Task brief — Beginning at the line that contains "Would you be able to point at the stone archway", transcribe the remaining lines of the listing exactly; include the final line and omit everything before.

[Data extracted from a collection]
** BEGIN **

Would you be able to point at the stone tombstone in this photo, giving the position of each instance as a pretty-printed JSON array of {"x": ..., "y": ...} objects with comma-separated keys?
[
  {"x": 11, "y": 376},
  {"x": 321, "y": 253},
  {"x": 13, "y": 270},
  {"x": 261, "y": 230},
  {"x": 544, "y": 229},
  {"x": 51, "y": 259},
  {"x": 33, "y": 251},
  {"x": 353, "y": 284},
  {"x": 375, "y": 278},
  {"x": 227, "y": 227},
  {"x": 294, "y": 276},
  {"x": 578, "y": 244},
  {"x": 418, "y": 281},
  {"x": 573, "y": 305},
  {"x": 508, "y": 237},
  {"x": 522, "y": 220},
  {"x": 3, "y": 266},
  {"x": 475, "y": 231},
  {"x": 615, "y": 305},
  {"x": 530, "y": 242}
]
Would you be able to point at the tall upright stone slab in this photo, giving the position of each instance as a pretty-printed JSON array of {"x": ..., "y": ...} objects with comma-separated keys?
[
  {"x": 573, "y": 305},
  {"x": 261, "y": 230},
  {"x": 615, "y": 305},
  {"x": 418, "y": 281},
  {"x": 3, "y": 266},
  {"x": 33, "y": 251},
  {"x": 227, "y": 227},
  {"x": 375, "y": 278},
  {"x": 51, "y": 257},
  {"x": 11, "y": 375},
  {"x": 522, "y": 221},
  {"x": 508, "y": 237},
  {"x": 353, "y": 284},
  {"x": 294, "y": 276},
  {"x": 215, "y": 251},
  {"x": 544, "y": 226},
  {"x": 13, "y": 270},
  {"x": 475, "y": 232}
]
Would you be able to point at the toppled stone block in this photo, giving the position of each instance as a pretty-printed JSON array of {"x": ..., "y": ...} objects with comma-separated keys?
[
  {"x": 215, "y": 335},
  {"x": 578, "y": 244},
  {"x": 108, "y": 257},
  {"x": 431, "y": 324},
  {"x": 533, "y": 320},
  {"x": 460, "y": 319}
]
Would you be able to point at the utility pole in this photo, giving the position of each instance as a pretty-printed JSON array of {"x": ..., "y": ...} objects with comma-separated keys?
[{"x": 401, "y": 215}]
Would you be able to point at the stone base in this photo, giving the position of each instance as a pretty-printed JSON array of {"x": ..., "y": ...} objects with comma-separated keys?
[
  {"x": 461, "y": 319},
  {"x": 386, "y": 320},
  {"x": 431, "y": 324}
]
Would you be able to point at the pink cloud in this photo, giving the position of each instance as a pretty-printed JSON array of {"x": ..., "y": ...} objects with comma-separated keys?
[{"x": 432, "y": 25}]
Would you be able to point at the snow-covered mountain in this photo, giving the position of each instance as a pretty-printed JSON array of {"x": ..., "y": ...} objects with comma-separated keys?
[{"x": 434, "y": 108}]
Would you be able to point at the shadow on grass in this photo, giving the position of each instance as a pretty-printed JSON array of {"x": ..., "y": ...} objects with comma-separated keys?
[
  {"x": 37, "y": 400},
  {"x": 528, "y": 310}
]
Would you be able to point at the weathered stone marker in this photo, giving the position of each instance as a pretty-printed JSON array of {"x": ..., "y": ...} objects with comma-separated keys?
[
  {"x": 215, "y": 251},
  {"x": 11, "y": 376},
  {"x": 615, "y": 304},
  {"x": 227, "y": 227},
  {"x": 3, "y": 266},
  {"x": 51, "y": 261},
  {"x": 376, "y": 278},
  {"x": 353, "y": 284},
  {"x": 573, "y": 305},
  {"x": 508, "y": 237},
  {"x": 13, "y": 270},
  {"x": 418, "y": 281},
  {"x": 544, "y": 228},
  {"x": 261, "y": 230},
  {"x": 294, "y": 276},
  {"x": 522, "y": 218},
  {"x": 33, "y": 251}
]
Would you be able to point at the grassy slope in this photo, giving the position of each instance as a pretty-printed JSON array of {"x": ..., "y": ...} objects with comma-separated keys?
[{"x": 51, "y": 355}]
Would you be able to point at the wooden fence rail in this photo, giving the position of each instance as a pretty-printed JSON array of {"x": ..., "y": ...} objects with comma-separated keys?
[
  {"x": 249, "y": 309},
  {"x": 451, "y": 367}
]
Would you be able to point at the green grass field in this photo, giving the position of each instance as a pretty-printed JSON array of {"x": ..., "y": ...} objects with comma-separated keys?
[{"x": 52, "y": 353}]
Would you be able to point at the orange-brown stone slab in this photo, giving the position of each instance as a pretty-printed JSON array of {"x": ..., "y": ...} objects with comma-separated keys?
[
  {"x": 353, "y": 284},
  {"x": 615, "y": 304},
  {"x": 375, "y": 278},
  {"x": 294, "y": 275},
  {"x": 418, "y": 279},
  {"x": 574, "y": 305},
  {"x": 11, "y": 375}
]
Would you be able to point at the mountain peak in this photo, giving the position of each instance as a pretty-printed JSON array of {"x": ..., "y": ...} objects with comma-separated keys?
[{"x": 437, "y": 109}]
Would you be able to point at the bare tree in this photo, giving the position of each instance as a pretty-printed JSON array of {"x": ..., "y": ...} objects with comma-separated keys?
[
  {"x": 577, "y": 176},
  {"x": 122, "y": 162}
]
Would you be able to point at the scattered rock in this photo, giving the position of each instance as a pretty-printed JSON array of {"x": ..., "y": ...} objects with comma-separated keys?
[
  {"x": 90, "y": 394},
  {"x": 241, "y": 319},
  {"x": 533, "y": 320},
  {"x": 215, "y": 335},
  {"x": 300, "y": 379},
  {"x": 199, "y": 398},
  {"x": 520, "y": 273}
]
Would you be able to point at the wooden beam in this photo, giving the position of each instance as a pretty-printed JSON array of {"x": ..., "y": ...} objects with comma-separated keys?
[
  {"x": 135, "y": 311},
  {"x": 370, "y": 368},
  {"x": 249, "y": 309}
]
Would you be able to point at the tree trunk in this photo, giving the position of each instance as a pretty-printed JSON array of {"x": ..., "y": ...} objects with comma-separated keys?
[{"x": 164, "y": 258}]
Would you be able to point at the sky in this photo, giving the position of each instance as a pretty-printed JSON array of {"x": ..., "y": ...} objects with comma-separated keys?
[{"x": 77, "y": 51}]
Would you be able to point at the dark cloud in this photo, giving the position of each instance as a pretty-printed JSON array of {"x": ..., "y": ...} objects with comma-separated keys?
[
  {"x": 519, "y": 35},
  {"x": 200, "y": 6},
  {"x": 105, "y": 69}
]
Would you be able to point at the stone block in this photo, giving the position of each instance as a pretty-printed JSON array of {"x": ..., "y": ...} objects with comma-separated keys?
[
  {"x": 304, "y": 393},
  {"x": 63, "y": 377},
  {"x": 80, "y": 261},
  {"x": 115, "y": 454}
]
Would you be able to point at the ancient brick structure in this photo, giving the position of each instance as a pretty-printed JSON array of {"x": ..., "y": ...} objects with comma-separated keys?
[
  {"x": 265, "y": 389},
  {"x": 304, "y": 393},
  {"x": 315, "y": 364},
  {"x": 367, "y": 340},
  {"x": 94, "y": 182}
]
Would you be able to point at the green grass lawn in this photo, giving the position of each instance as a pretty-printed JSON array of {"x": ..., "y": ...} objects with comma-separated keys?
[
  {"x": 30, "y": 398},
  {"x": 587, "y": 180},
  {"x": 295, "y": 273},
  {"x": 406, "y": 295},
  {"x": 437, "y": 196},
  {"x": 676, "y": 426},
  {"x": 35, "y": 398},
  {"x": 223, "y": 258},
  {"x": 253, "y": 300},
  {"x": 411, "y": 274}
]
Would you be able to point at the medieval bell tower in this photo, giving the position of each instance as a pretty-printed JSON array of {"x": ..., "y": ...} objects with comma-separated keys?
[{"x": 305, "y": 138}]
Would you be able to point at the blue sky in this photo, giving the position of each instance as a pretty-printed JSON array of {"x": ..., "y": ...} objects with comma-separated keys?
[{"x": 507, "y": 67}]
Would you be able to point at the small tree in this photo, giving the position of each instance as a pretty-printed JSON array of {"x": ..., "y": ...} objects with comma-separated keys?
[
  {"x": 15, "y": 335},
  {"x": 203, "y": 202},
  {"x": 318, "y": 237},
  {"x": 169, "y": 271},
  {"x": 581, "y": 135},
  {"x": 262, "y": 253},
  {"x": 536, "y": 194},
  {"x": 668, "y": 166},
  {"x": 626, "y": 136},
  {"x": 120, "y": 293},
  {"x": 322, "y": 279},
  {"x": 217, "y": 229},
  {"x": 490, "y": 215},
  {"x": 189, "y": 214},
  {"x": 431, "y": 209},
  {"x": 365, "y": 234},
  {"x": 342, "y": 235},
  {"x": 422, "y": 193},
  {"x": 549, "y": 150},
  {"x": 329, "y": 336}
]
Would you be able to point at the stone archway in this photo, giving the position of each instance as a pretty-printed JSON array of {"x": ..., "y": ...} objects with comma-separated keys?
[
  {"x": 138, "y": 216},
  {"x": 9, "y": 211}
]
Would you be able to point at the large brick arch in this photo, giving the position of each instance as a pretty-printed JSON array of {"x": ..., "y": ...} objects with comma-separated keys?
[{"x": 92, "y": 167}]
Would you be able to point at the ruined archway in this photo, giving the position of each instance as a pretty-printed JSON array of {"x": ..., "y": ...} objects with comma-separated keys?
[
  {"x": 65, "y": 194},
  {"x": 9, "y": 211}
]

** END **

Final result —
Would you be able to point at the stone archway in this photo, giving the position of each instance as a pretty-printed JSON array of {"x": ..., "y": ...} objects with comma-separated keys?
[
  {"x": 138, "y": 216},
  {"x": 9, "y": 211}
]
Would you be able to point at the large brick arch in this photo, giving the position of each instance as a pretty-printed JSON array of {"x": ..., "y": ...} objects with comma-separated keys?
[{"x": 92, "y": 167}]
Would you be able to point at the ruined archway in this photo, giving the position of each instance as a pretty-printed JSON array of {"x": ..., "y": ...} objects with comma-separated keys?
[
  {"x": 65, "y": 194},
  {"x": 9, "y": 211}
]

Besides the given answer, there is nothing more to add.